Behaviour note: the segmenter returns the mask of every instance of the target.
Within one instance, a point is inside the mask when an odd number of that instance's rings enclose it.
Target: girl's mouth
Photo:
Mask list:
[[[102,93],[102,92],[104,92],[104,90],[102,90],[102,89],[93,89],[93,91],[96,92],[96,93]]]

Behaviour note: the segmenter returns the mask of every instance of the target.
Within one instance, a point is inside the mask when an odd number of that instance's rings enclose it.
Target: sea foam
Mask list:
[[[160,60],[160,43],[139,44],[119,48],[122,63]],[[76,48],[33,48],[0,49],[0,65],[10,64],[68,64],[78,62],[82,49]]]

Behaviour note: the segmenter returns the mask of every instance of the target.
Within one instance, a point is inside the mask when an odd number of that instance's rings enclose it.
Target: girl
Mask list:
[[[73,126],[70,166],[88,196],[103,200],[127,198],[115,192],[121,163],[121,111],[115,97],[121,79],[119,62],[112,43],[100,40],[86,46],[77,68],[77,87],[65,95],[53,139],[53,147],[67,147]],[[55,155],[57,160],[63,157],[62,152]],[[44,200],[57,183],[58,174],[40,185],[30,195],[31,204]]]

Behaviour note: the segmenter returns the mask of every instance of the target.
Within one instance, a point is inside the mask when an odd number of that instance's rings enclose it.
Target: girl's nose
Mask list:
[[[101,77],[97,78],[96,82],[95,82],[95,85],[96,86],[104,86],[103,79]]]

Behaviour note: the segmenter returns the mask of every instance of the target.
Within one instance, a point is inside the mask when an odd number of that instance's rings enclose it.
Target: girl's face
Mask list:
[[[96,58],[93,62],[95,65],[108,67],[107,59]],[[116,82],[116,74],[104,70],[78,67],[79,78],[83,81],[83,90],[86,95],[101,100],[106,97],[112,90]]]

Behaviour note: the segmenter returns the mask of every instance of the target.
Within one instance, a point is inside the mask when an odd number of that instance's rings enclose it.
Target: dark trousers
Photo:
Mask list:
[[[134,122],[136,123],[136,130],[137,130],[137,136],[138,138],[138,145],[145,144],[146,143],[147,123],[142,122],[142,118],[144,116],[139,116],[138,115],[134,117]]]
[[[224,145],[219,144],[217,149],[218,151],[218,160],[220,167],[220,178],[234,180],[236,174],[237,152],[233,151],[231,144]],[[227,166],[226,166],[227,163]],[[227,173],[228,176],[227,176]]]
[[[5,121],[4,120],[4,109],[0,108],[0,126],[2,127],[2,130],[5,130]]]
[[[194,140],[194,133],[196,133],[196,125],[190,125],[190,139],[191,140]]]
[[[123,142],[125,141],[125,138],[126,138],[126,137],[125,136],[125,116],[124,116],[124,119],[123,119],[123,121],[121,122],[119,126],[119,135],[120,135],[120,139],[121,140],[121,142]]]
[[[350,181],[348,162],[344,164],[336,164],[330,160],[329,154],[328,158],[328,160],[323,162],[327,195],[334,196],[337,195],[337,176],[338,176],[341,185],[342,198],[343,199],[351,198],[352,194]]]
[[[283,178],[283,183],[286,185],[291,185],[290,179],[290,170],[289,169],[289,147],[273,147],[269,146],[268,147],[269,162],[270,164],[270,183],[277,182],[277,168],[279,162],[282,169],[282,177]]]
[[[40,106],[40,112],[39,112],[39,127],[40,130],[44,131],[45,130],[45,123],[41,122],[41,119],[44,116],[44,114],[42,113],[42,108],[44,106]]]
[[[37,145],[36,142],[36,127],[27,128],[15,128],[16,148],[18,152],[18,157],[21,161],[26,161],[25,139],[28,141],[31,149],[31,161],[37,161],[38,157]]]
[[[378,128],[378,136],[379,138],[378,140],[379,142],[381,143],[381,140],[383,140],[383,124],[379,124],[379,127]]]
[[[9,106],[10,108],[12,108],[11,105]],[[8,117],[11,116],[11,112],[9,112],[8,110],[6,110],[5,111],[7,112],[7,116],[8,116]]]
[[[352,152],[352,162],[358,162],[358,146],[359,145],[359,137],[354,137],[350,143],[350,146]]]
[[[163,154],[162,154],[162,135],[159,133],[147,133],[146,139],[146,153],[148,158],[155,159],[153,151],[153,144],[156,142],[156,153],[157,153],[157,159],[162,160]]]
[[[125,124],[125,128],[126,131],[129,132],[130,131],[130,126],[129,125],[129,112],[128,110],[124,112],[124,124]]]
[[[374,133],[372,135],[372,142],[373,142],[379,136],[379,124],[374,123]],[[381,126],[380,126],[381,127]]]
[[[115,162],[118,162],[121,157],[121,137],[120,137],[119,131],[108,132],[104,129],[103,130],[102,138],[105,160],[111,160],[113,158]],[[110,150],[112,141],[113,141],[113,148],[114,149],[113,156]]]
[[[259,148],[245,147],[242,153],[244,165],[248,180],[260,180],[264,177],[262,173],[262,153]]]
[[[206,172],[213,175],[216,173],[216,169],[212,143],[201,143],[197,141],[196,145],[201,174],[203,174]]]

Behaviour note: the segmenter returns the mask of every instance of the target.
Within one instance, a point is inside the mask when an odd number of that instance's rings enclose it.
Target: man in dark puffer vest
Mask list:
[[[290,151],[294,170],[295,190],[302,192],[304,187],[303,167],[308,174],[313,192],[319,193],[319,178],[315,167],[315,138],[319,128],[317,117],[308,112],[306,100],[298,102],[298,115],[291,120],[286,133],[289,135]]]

++++++++

- _What to work on_
Make an exact copy of the listing, including every line.

- _Output for this task_
Behaviour note: the segmenter returns the mask of every instance of the target.
Within one instance, a point is inside the mask when an odd number of that instance's rings enclose it.
Target: girl's mouth
Photo:
Mask list:
[[[102,93],[102,92],[104,92],[104,90],[102,90],[102,89],[93,89],[93,91],[96,92],[96,93]]]

Behaviour note: the segmenter returns the mask of every instance of the target.
Within one instance, a point is inside the mask when an odd number of that instance's rings enclose it.
Target: sea foam
Mask list:
[[[160,60],[160,43],[139,44],[119,48],[122,63]],[[76,48],[33,48],[0,49],[0,65],[10,64],[68,64],[78,62],[82,49]]]

Behaviour note: the segmenter returns the mask of every instance of the target.
Within one instance, a point is inside the mask when an odd number of that instance's rings enclose it.
Target: girl
Mask list:
[[[73,126],[70,166],[88,196],[103,200],[127,198],[115,192],[121,163],[121,111],[115,97],[121,79],[119,62],[112,43],[100,40],[86,46],[77,68],[77,87],[65,95],[53,139],[53,147],[67,147]],[[55,155],[57,160],[63,157],[62,152]],[[44,200],[57,183],[58,174],[40,185],[30,195],[31,204]]]

Behaviour note: the segmenter returns the mask of every instance of the target.
Within one instance, a point is inside the mask when an odd number of that instance's rings enclose it.
Target: girl's nose
Mask list:
[[[101,77],[97,78],[96,82],[95,82],[95,85],[96,86],[104,86],[103,79]]]

Behaviour note: the segmenter returns the mask of every instance of the target.
Within one instance, a point is inside the mask when an odd number of that instance's rings enclose it.
Target: girl's face
Mask list:
[[[96,58],[93,62],[95,65],[108,67],[107,59]],[[116,82],[116,74],[104,70],[78,67],[79,78],[83,81],[83,90],[86,95],[101,100],[106,97],[112,90]]]

Behaviour note: the segmenter returns the mask of every instance of the target.
Within one instance, a point is inside the mask when an odd number of that instance's rings enclose it.
Target: dark trousers
Photo:
Mask list:
[[[134,122],[136,123],[136,130],[137,130],[137,136],[138,138],[138,145],[145,144],[146,143],[147,123],[142,122],[142,118],[144,116],[139,116],[138,115],[134,117]]]
[[[224,145],[219,144],[217,149],[218,151],[218,160],[220,167],[220,178],[234,180],[236,174],[237,152],[233,151],[231,144]],[[227,166],[226,166],[227,163]],[[227,173],[228,176],[227,176]]]
[[[5,121],[4,120],[4,109],[0,108],[0,126],[2,127],[2,130],[5,130]]]
[[[194,140],[194,133],[196,133],[196,125],[190,125],[190,139],[191,140]]]
[[[123,142],[125,141],[125,138],[126,138],[126,137],[125,136],[125,116],[124,116],[124,119],[123,119],[123,121],[121,122],[119,126],[119,135],[120,135],[120,139],[121,140],[121,142]]]
[[[350,181],[348,162],[344,164],[336,164],[330,160],[329,154],[328,158],[328,160],[323,162],[327,195],[334,196],[337,195],[337,176],[338,176],[341,185],[342,198],[343,199],[351,198],[352,194]]]
[[[283,178],[283,183],[286,185],[291,185],[290,179],[290,170],[289,169],[289,147],[273,147],[269,146],[268,147],[269,162],[270,164],[270,183],[277,182],[277,168],[279,162],[282,169],[282,177]]]
[[[40,106],[40,112],[39,112],[39,127],[40,130],[44,131],[45,130],[45,123],[41,122],[41,119],[44,116],[44,114],[42,113],[42,108],[44,106]]]
[[[37,145],[36,142],[36,127],[27,128],[15,128],[16,148],[18,152],[18,157],[21,161],[26,161],[25,139],[28,141],[31,149],[31,161],[37,161],[38,157]]]
[[[378,128],[378,136],[379,138],[378,140],[379,142],[381,143],[381,140],[383,140],[383,124],[379,124],[379,127]]]
[[[9,106],[10,108],[12,108],[11,105]],[[8,117],[11,116],[11,112],[9,112],[8,110],[6,110],[5,111],[7,112],[7,116],[8,116]]]
[[[352,152],[352,162],[358,162],[358,146],[359,145],[359,137],[354,137],[350,143],[350,146]]]
[[[163,154],[162,154],[162,135],[159,133],[147,133],[146,139],[146,153],[148,158],[155,159],[153,151],[153,144],[156,142],[156,153],[157,153],[157,159],[162,160]]]
[[[125,124],[125,128],[126,131],[129,132],[130,131],[130,126],[129,125],[129,112],[128,110],[124,112],[124,124]]]
[[[374,133],[372,135],[372,142],[373,142],[379,136],[379,124],[374,123]],[[381,126],[380,126],[381,127]]]
[[[115,162],[118,162],[121,157],[121,137],[120,137],[119,131],[108,132],[104,129],[103,130],[102,138],[105,160],[111,160],[113,158]],[[110,150],[112,141],[113,141],[113,148],[114,149],[113,156]]]
[[[259,148],[245,147],[242,153],[244,165],[248,180],[260,180],[264,177],[262,173],[262,153]]]
[[[206,172],[213,175],[216,173],[216,169],[212,143],[201,143],[197,141],[196,145],[201,174],[203,174]]]

Behaviour note: the segmenter returns the mask of every instance of the target.
Within one instance, a point is inside the mask when an odd number of that instance's rings enclose it.
Target: man in dark puffer vest
Mask list:
[[[290,151],[294,170],[295,190],[302,192],[304,187],[303,167],[308,174],[313,192],[319,193],[319,178],[315,167],[315,138],[319,128],[317,117],[308,112],[306,100],[298,102],[298,115],[291,120],[286,133],[289,135]]]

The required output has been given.